As ilhas atlânticas? O mar? As praias? Algo que seja só nosso e mais ninguém
tenha? Ou um jeito português especial?
Dos
28 membros da NATO, apenas cinco cumprem: Estados Unidos, Grã-Bretanha,
Polónia, Estónia e Grécia. Todos os outros ficam abaixo dos 2%. Como
Portugal, com 1,3%. Menção especial para a França, com 1,7%, a Alemanha
1,2%, a Itália 1,1% e a Espanha 0,9%!
Infelizmente,
Donald Trump tem razão. Diz ele que os Estados Unidos não estão dispostos a
pagar pelos outros sem que estes cumpram os seus compromissos. E ameaça os
europeus. Não se sabe bem de quê, mas deve querer dizer coisa má. O problema é
que, neste caso, está certo. Cada país membro da NATO tem de pagar pela sua
defesa. A maior parte não paga os 2%. Preferem gastar com coisas mais
agradáveis e entregar-se à protecção do poderio americano. A ideia é
simples: tudo quanto ameaça a Europa ameaça também os americanos. Como estes
são mais fortes e mais ricos, eles que se ocupem disso. E nem sequer a União
tem uma política própria de defesa, muito menos uma capacidade autónoma.
Pode
ainda recordar-se que, há quase vinte anos, a maioria dos partidos parlamentares
(se bem me lembro, a única reserva foi do PCP...) acabou com o serviço militar
obrigatório. Sem mais. Sem qualquer espécie de ideia sobre o que poderia ser
uma contrapartida civil ou de solidariedade. Na verdade, foi a boa demagogia da
facilidade e as velhas juventudes partidárias que forçaram a decisão!
Mas a ideia estava dada: não se gasta com a defesa, há coisas mais importantes.
E, de qualquer maneira, a NATO e os americanos estão aí para nos proteger.
Há
actividades assim, em que alguém paga, alimenta ou mantém outrem! Eis uma
relação que tem tradicionalmente um nome bem feio... E que se aplica às
relações entre americanos e europeus na área da defesa.
Portugal
não é um caso raro nem pior do que os outros. Há mais de vinte países da NATO
que não respeitam os compromissos nem cumprem as suas obrigações. Dependem dos
Estados Unidos. Até ao dia em que Donald Trump lhes dirá: "Não pagam pela
vossa segurança? Então deixaremos nós de pagar. Ou não garantimos a vossa
liberdade. Ou então exigimos contrapartidas políticas!" Nesse dia, toda a
Europa, com excepção da Grã-Bretanha e pouco mais, se elevará contra a
prepotência imperialista americana.

Detalhes do exercício :: Traduza para o inglês a frase "Cada país membro da NATO tem de pagar pela sua defesa.", tirada da página. Use somente a página como fonte.

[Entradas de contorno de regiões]
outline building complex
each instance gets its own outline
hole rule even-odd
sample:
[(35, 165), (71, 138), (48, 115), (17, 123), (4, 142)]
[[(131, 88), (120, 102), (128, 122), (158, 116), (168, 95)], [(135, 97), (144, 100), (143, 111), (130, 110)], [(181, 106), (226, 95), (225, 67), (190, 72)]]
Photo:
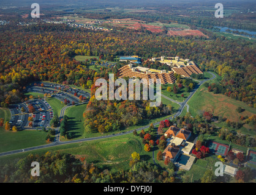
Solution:
[(138, 77), (146, 79), (149, 82), (149, 79), (161, 79), (162, 84), (173, 83), (176, 78), (175, 73), (180, 74), (184, 77), (190, 77), (193, 73), (198, 74), (203, 74), (201, 69), (197, 65), (189, 59), (180, 59), (179, 57), (165, 57), (162, 56), (160, 58), (152, 58), (151, 61), (158, 61), (161, 63), (165, 63), (171, 67), (171, 71), (159, 70), (149, 68), (145, 68), (137, 66), (141, 63), (141, 58), (137, 56), (120, 57), (121, 62), (129, 62), (119, 69), (120, 77)]

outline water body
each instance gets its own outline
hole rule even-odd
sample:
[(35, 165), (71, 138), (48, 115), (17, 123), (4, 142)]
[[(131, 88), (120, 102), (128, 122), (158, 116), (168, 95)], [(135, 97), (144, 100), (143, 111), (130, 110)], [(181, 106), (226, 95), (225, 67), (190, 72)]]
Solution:
[(228, 32), (227, 31), (227, 30), (232, 30), (232, 32), (230, 32), (230, 33), (232, 33), (233, 34), (239, 35), (238, 34), (235, 34), (235, 33), (233, 32), (233, 31), (238, 31), (239, 32), (245, 32), (246, 34), (251, 35), (251, 36), (249, 36), (246, 34), (246, 35), (240, 34), (240, 35), (245, 36), (245, 37), (247, 37), (256, 38), (256, 32), (254, 32), (254, 31), (249, 31), (249, 30), (241, 30), (241, 29), (235, 29), (228, 28), (227, 27), (214, 26), (214, 27), (220, 29), (220, 32)]

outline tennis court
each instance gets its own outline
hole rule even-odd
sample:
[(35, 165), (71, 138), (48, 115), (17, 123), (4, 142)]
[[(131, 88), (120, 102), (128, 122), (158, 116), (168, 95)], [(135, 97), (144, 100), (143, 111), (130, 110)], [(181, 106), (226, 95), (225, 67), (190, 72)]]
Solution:
[(249, 155), (250, 155), (249, 161), (256, 164), (256, 154), (252, 153), (250, 151)]
[(225, 152), (226, 151), (227, 147), (223, 146), (219, 146), (218, 150), (217, 151), (217, 153), (219, 153), (222, 155), (225, 154)]
[(213, 143), (210, 143), (209, 145), (209, 149), (210, 150), (215, 151), (215, 149), (216, 149), (216, 147), (217, 147), (217, 144)]

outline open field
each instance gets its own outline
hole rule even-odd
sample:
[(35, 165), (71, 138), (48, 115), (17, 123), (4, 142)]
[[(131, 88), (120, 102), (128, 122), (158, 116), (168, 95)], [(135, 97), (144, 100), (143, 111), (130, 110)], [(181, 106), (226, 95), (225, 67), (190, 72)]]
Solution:
[(0, 127), (0, 152), (14, 151), (47, 144), (47, 132), (36, 130), (25, 130), (13, 132)]
[(211, 169), (214, 171), (216, 168), (214, 166), (215, 163), (219, 161), (214, 155), (208, 155), (203, 159), (197, 159), (196, 161), (195, 160), (195, 163), (194, 161), (189, 171), (179, 171), (178, 174), (179, 176), (189, 176), (189, 182), (192, 180), (192, 182), (200, 182), (200, 179), (207, 169)]
[(92, 58), (97, 58), (99, 60), (98, 56), (86, 56), (86, 55), (76, 55), (75, 59), (77, 61), (85, 61), (86, 60), (89, 60)]
[[(37, 93), (28, 93), (26, 96), (32, 95), (34, 98), (43, 98), (43, 94)], [(48, 98), (47, 102), (53, 109), (55, 114), (59, 116), (60, 111), (64, 107), (60, 101), (54, 98)], [(0, 114), (2, 115), (4, 110), (0, 109)], [(7, 112), (6, 112), (8, 113)], [(8, 116), (8, 114), (7, 114)], [(10, 119), (10, 118), (9, 119)], [(24, 130), (13, 132), (6, 131), (4, 127), (0, 128), (0, 152), (13, 151), (19, 149), (40, 146), (47, 144), (45, 140), (48, 133), (42, 130)]]
[[(25, 95), (28, 96), (32, 95), (35, 98), (37, 98), (38, 97), (43, 98), (43, 94), (40, 93), (29, 92), (25, 93)], [(47, 98), (47, 101), (51, 105), (54, 114), (57, 114), (59, 116), (61, 109), (65, 106), (64, 104), (55, 98)]]
[(72, 140), (83, 138), (85, 130), (83, 127), (84, 118), (83, 113), (86, 108), (87, 104), (75, 105), (67, 108), (65, 115), (69, 117), (69, 132), (72, 133)]
[(115, 171), (128, 169), (129, 158), (134, 152), (139, 153), (141, 159), (152, 162), (152, 152), (144, 151), (141, 139), (132, 134), (129, 134), (118, 138), (58, 146), (29, 152), (3, 156), (0, 157), (0, 165), (8, 164), (13, 161), (17, 161), (28, 154), (40, 155), (48, 151), (72, 154), (77, 158), (85, 157), (88, 163), (93, 162), (102, 169), (109, 168)]
[[(198, 99), (203, 100), (198, 101)], [(241, 116), (250, 116), (256, 114), (255, 108), (249, 107), (241, 101), (236, 101), (222, 94), (208, 92), (202, 87), (189, 102), (189, 112), (192, 116), (201, 114), (203, 112), (210, 112), (214, 116), (222, 116), (230, 121), (239, 122)], [(241, 107), (244, 111), (239, 113), (236, 109)]]
[(169, 30), (167, 34), (170, 36), (198, 36), (198, 37), (206, 37), (209, 38), (208, 36), (205, 35), (201, 31), (198, 30)]
[(160, 26), (160, 27), (165, 26), (167, 28), (182, 28), (182, 29), (190, 29), (189, 26), (188, 26), (187, 25), (181, 24), (179, 24), (179, 23), (175, 23), (167, 24), (167, 23), (161, 23), (160, 22), (156, 21), (154, 23), (148, 23), (146, 24), (149, 24), (149, 25), (156, 26)]
[(214, 34), (217, 34), (219, 36), (224, 36), (226, 37), (228, 39), (231, 40), (238, 40), (238, 39), (243, 39), (249, 41), (251, 42), (255, 42), (256, 41), (256, 38), (253, 37), (248, 37), (246, 36), (243, 36), (241, 35), (234, 35), (232, 33), (228, 32), (214, 32)]
[[(166, 96), (173, 99), (176, 100), (176, 101), (182, 102), (183, 102), (189, 96), (190, 93), (185, 91), (185, 88), (183, 87), (181, 89), (180, 91), (178, 92), (176, 94), (175, 94), (173, 91), (173, 86), (174, 84), (165, 84), (165, 85), (162, 85), (162, 93)], [(167, 87), (171, 87), (172, 91), (168, 92), (167, 91)], [(181, 97), (181, 94), (184, 94), (184, 97)]]
[(0, 108), (0, 118), (4, 119), (4, 122), (10, 119), (10, 110), (6, 108)]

Resultado :: Each NATO member country has to pay for its own defense.